Письменные задания:
1) Перепишите часть текста о выступлении в Париже, которая начинается со слов «Подымается полицейский в» и заканчивается словами «идти на обострение.», заменив «полицейский» на «жандарм».
2) Посчитайте, сколько строк в записях содержат слово «vegetation». В ответе укажите только число.

── Фрагмент текста

Подымается полицейский в черной широкой накидке, в белых перчатках; он бледнеет, краснеет, но четко сообщает о запрете. Скандал преждевременен и не нужен: в этом случае не надо было идти на обострение.
Тогда Сергей Михайлович объявил, что просмотра не будет, но он прочтет доклад. Доклад, однако, не был приготовлен, поэтому советский режиссер решил давать ответы на любые вопросы.
Сергей Михайлович, насколько я его знаю, хорошо выступал в любой аудитории и прекрасно репликовал. Французский язык он знал не только литературный, но и уличный, и при своей талантливости и озорстве он быстро овладел парижским говором. Он не столько отвечал, сколько рассказывал о новом, революционном искусстве и показывал, что вот здесь, в вольном Париже, вместившем в себя все эпохи, не отрицающем достижения мира, в Париже, который считает себя центром мира, обижают художника, затыкают ему рот.

────
── Исходные данные

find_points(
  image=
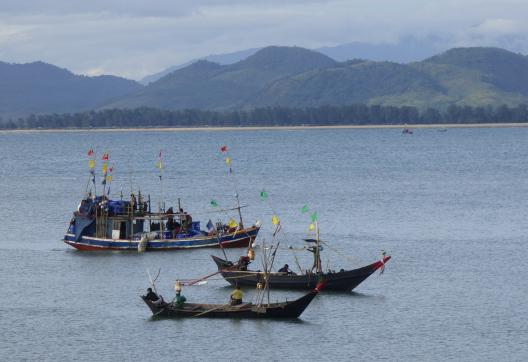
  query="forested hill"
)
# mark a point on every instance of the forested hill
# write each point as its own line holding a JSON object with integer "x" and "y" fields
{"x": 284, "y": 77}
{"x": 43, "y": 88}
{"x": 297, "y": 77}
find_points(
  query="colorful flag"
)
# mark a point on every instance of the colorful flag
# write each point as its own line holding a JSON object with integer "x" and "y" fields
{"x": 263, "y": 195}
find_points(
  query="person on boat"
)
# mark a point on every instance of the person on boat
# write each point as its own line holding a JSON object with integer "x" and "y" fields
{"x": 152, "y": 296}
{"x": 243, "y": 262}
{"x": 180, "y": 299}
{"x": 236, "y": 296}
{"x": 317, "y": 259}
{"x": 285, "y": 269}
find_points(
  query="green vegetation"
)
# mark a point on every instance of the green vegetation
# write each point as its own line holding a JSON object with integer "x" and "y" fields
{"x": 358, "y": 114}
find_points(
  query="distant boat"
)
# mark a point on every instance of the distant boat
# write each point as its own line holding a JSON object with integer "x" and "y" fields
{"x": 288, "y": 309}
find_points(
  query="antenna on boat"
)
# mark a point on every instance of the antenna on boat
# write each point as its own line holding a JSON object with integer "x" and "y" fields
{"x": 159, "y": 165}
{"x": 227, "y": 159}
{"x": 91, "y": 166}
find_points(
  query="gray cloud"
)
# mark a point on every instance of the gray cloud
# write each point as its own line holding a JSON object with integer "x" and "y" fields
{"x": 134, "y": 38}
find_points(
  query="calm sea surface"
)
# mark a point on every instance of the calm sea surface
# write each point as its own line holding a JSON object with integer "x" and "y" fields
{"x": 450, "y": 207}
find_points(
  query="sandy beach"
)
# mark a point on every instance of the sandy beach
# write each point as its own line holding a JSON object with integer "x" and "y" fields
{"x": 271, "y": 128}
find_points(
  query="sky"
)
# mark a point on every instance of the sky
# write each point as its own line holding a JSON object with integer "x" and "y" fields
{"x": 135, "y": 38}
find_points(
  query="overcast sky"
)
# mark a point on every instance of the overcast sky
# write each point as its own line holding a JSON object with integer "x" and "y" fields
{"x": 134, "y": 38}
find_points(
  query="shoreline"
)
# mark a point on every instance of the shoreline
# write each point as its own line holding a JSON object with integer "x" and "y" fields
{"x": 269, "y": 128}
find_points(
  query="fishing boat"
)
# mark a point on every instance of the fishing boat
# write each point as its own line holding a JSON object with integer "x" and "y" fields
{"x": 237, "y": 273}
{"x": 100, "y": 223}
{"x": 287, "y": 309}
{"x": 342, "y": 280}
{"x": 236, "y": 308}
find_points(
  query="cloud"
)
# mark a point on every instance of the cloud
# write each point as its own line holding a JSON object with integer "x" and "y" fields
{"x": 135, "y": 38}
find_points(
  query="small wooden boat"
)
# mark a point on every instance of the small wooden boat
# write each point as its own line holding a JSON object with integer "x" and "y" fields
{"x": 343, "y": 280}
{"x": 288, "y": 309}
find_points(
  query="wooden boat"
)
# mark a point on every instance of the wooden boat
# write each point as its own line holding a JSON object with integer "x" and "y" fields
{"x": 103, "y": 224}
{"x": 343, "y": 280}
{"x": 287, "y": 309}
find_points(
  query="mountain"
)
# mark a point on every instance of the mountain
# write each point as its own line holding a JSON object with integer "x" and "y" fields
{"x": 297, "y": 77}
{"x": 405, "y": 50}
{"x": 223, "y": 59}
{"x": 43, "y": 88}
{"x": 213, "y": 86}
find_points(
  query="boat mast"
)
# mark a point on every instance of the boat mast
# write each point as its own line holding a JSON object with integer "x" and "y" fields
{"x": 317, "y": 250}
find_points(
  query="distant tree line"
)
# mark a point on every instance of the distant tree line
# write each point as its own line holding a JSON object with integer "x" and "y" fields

────
── Исходные данные

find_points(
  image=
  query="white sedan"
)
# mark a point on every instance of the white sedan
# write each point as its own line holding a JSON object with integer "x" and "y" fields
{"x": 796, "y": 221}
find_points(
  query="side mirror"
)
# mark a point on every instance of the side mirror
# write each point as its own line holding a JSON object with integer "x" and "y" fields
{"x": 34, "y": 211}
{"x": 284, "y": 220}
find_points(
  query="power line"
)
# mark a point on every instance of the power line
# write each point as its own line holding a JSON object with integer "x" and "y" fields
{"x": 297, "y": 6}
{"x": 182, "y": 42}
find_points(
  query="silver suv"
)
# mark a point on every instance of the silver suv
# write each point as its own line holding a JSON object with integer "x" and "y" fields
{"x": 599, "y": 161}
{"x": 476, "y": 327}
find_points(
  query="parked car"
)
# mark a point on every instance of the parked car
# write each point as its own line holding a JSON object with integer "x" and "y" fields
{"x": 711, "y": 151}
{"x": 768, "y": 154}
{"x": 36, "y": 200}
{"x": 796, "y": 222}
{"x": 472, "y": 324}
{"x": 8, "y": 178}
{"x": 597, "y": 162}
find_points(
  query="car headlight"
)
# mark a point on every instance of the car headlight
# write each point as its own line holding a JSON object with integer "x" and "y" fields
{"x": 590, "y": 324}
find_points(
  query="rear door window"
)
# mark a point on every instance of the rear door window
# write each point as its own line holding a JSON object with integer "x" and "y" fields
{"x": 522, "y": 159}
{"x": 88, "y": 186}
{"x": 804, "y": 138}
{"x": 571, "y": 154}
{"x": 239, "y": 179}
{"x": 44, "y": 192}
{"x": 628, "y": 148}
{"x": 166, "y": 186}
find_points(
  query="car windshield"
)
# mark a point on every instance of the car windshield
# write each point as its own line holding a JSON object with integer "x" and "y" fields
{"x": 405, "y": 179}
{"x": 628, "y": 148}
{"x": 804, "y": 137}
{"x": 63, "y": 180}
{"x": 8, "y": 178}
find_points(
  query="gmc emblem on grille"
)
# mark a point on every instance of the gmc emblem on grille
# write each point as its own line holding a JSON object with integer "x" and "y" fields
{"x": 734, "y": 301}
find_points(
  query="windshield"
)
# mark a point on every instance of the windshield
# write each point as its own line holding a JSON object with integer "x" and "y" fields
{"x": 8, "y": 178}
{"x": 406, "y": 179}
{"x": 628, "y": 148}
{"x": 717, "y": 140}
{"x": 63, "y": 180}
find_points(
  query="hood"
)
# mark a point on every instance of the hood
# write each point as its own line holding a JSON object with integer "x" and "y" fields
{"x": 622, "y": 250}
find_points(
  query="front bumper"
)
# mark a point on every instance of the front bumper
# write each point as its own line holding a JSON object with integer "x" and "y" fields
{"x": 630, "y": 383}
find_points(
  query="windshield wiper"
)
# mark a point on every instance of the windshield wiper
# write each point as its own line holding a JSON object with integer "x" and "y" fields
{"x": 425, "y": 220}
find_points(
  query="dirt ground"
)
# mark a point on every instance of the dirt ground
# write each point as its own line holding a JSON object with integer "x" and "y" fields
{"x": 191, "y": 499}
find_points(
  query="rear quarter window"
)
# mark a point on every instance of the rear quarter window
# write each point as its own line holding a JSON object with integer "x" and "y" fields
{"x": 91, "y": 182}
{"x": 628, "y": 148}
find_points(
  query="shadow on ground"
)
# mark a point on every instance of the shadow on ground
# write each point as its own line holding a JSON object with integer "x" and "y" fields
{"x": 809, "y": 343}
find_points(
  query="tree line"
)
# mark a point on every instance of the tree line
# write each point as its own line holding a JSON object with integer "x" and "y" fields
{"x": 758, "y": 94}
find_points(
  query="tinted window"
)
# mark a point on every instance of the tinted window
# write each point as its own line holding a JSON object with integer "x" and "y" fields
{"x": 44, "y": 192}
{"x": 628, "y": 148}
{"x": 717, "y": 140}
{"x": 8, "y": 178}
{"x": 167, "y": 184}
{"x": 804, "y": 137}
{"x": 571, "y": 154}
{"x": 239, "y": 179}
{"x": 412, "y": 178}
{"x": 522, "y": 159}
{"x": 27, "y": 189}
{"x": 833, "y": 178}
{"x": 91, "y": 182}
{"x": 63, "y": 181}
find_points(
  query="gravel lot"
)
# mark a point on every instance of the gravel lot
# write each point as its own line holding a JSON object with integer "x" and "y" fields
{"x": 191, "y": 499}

────

Ответы по заданиям:
1)
Подымается жандарм в черной широкой накидке, в белых перчатках; он бледнеет, краснеет, но четко сообщает о запрете. Скандал преждевременен и не нужен: в этом случае не надо было идти на обострение.

2) 2